LibreNMS is loading very slow despite optimizations

Hello everyone

I am working to improve the performance of my LibreNMS server.
Upon installation I have found that pages load very slow, sometimes spinning for a long time and loading nothing.
I am working on a server with 8GB of memory and 12 CPU cores and high-performance solid state storage.

I have done and validated all the performance tips in the guide including memcached and rrdcached. I have also reconfigured the server to use Apache2 in agent mode and PHP7-FPM, as well as done some small database tweaks in /etc/mysql/my.conf which I have tried my best to read and learn about before changing.

Sometimes pages will load instantly upon click. Other times they will just spin forever.
I only have the localhost being monitored and another device which is a Cisco CMTS. This device has an unsettling amount of interfaces and as such it is nearly impossible to be able to go to the menu Ports >> All Ports as it just will not load them all. I would like to completely disable many of these ports from being in the LibreNMS system but I do not see configuration directives available to do this based on “Interface Status” just “Interface Description.” I am still not sure this would completely correct the slowness. If it is this slow with one or two devices, I can’t make the case to scale to my infrastructure where we have over 10 of these particular devices alone.

Any ideas on what else I can check to improve the performance? I am really out of ideas.

Do you get messages about not having enough children from php-fpm?

Hello

I have logging in php.ini set to /var/log/php-errors.log and has www-data permissions.
display_errors = On

I do not see anything in the error log but I definitely get some things showing up in the slow log configured in php-fpm settings.

Post the output of ./validate.php

Hello here is the output:

root@OSS-TEST-02:/opt/librenms# ./validate.php
==========================================================
Component | Version
--------- | -------
LibreNMS  | f5ce3c509aaf2d3a7ddda4e92631220505918a55
DB Schema | 152
PHP       | 7.0.8-0ubuntu0.16.04.3
MySQL     | 10.0.28-MariaDB-0ubuntu0.16.04.1
RRDTool   | 1.5.5
SNMP      | NET-SNMP 5.7.3
==========================================================

[WARN]  Your install is out of date, last update: Tue, 27 Dec 2016 20:37:03 +0000
[OK]    Database connection successful
[FAIL]  The poller has not run in the last 5 minutes, check the cron job
[WARN]  Your local git contains modified files, this could prevent automatic updates.
Modified files:
         html/.htaccess

When you say server, do you mean virtual machine still?

I’d be checking disk io. If you say it loads quick sometimes then it’s most likely an external influence on the app causing this.
————————
◆ List of tasks ◆
1. Answer these questions using the LibreNMS performance thread.
(a) How much memory does the server have?
(b) What PHP version does the validate.php output report?
(c) Which file does the validate.php output list as modified?
2. Carry on the LibreNMS performance thread with a next post that follows its final reply.
The material after this point is separate from the LibreNMS performance thread.

◆ Raw data ◆
————————
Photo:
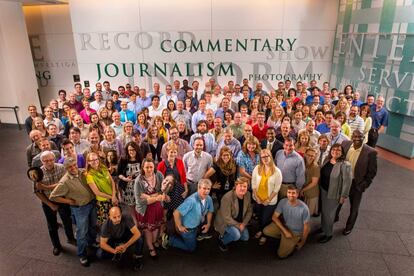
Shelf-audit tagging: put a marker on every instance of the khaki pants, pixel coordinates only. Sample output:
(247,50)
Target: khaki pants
————————
◆ Written responses ◆
1.
(a) 8GB
(b) 7.0.8-0ubuntu0.16.04.3
(c) html/.htaccess

2.
I am having a similar issue. It seems that when I load certain pages, htop shows a single CPU taking 100% utilization.

Does anyone know of any apache/php tweaks to improve this?

Disk I/O is very minimal. I don’t believe it is due to I/O issues. I believe it to be with a single CPU core being pegged when requesting a page.

EDIT: memcached and rrdcached are enabled and functioning.

htop output:

  1  [|||||||||||||                                                                      14.6%]   Tasks: 47, 57 thr; 2 running
  2  [|||||||||||||||||||||||||||||||||||||||||||||||||||||||||||||||||||||||||||||||||| 99.9%]   Load average: 0.55 0.59 0.57 
  3  [|                                                                                   0.7%]   Uptime: 9 days, 10:00:45
  4  [                                                                                    0.0%]
  Mem[|||||||||||||||||||||||||||||||||||||||                                       948M/15.4G]
  Swp[                                                                                0K/7.87G]    

  PID USER      PRI  NI  VIRT   RES   SHR S CPU% MEM%   TIME+  Command
55257 apache     20   0  503M 29856  5308 R 99.8  0.2  0:02.38 /usr/sbin/httpd -DFOREGROUND

lscpu output:

[root@overwatch ~]# lscpu
Architecture:          x86_64
CPU op-mode(s):        32-bit, 64-bit
Byte Order:            Little Endian
CPU(s):                4
On-line CPU(s) list:   0-3
Thread(s) per core:    1
Core(s) per socket:    4
Socket(s):             1
NUMA node(s):          1
Vendor ID:             GenuineIntel
CPU family:            6
Model:                 79
Model name:            Intel(R) Xeon(R) CPU E5-2620 v4 @ 2.10GHz
Stepping:              1
CPU MHz:               2069.212
BogoMIPS:              4138.42
Hypervisor vendor:     Microsoft
Virtualization type:   full
L1d cache:             32K
L1i cache:             32K
L2 cache:              256K
L3 cache:              20480K
NUMA node0 CPU(s):     0-3

What certain pages?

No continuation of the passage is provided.